TASK TO COMPLETE = Go through the material and set down every line without alteration.

DATA TO EXAMINE =

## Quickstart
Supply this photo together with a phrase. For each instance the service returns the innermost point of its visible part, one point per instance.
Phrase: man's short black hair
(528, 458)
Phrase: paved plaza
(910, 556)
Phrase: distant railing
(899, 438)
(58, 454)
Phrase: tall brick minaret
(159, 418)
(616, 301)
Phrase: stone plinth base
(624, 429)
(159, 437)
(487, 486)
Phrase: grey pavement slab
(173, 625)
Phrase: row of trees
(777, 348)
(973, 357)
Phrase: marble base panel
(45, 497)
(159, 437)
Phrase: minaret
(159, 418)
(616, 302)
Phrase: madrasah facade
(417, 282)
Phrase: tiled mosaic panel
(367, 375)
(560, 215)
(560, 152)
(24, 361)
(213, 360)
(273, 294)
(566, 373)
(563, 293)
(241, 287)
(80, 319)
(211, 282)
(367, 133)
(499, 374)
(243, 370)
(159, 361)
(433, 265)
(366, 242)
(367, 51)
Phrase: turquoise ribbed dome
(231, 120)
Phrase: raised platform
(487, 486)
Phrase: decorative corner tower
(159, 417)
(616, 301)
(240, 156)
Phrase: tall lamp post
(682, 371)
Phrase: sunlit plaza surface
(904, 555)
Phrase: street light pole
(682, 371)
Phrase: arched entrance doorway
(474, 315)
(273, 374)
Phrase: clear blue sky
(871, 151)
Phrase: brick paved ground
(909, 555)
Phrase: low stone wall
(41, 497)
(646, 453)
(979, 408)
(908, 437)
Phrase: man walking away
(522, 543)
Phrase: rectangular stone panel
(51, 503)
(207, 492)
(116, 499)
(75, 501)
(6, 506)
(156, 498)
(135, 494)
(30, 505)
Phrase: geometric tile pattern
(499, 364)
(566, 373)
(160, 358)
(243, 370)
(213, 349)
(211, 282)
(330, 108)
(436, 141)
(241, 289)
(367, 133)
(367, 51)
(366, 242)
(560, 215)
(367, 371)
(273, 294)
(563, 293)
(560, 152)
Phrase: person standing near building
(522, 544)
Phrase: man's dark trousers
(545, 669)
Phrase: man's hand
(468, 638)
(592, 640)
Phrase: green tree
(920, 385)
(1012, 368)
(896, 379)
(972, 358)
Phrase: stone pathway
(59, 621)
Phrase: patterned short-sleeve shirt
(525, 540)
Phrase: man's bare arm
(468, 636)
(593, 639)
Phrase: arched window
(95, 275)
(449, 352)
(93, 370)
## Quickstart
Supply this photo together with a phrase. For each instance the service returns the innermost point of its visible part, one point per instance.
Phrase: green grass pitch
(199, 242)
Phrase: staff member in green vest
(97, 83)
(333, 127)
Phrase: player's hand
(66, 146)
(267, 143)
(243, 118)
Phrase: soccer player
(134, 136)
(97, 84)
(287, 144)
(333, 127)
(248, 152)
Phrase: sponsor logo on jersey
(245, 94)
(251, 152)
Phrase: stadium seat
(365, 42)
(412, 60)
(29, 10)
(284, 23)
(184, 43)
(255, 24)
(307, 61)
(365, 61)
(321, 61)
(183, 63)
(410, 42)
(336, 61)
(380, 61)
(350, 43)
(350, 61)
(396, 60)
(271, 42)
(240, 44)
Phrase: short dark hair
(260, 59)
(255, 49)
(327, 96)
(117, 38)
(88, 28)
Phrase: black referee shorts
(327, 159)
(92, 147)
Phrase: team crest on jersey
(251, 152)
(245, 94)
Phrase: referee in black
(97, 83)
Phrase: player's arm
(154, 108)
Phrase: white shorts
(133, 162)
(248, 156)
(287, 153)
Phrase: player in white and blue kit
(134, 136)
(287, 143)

TASK RESULT =
## Quickstart
Supply this photo together with a phrase. For each instance the service returns the innermost point of its visible part, one point per instance.
Phrase: man's short black hair
(528, 458)
Phrase: paved plaza
(910, 556)
Phrase: distant railing
(899, 438)
(58, 454)
Phrase: tall brick minaret
(159, 418)
(616, 301)
Phrase: stone plinth base
(624, 429)
(159, 437)
(487, 486)
Phrase: grey pavement slab
(173, 625)
Phrase: row of trees
(777, 348)
(973, 357)
Phrase: marble base panel
(45, 497)
(159, 437)
Phrase: minaret
(159, 418)
(616, 302)
Phrase: madrasah facade
(417, 282)
Phrase: tiled mosaic panel
(367, 375)
(560, 215)
(560, 152)
(24, 361)
(213, 360)
(273, 294)
(566, 373)
(563, 293)
(241, 287)
(80, 319)
(211, 282)
(367, 133)
(499, 374)
(243, 370)
(159, 361)
(433, 265)
(366, 242)
(367, 51)
Phrase: turquoise ribbed dome
(231, 120)
Phrase: raised platform
(487, 486)
Phrase: decorative corner tower
(159, 417)
(616, 301)
(240, 156)
Phrase: tall lamp post
(682, 371)
Phrase: sunlit plaza surface
(904, 555)
Phrase: street light pole
(682, 371)
Phrase: arched entrance doorway
(474, 315)
(273, 374)
Phrase: clear blue sky
(871, 151)
Phrase: brick paved ground
(909, 555)
Phrase: low stone wall
(41, 497)
(646, 453)
(979, 408)
(908, 437)
Phrase: man walking away
(522, 543)
Phrase: rectangular stone panel
(51, 503)
(207, 492)
(116, 499)
(75, 501)
(6, 506)
(156, 498)
(135, 494)
(30, 505)
Phrase: geometric tile pattern
(499, 364)
(566, 373)
(160, 358)
(243, 370)
(213, 349)
(211, 282)
(330, 108)
(436, 141)
(241, 289)
(367, 133)
(367, 51)
(366, 242)
(560, 215)
(367, 371)
(273, 294)
(563, 293)
(560, 152)
Phrase: person standing near building
(522, 544)
Phrase: man's dark trousers
(545, 669)
Phrase: man's hand
(468, 638)
(592, 640)
Phrase: green tree
(920, 385)
(1012, 368)
(896, 379)
(972, 358)
Phrase: stone pathway
(59, 621)
Phrase: patterned short-sleeve shirt
(525, 540)
Phrase: man's bare arm
(468, 636)
(593, 639)
Phrase: arched window
(95, 275)
(449, 352)
(93, 370)
## Quickstart
Supply this photo together with a phrase. For each instance the service returns the innermost point of its visible part, one point per instance.
Phrase: green grass pitch
(199, 242)
Phrase: staff member in green vest
(97, 83)
(333, 127)
Phrase: player's hand
(66, 146)
(267, 143)
(243, 118)
Phrase: soccer player
(134, 136)
(97, 84)
(287, 144)
(333, 127)
(248, 152)
Phrase: sponsor logo on jersey
(245, 94)
(251, 152)
Phrase: stadium seat
(365, 42)
(412, 60)
(29, 10)
(284, 23)
(184, 43)
(255, 24)
(307, 61)
(365, 61)
(321, 61)
(183, 63)
(410, 42)
(336, 61)
(380, 61)
(350, 43)
(350, 61)
(396, 60)
(271, 42)
(240, 44)
Phrase: short dark hair
(260, 59)
(255, 49)
(327, 96)
(117, 38)
(88, 28)
Phrase: black referee shorts
(327, 159)
(92, 147)
Phrase: team crest on jersey
(251, 152)
(245, 94)
Phrase: referee in black
(97, 83)
Phrase: player's arm
(154, 108)
Phrase: white shorts
(133, 162)
(248, 156)
(287, 153)
Phrase: player in white and blue kit
(134, 136)
(287, 143)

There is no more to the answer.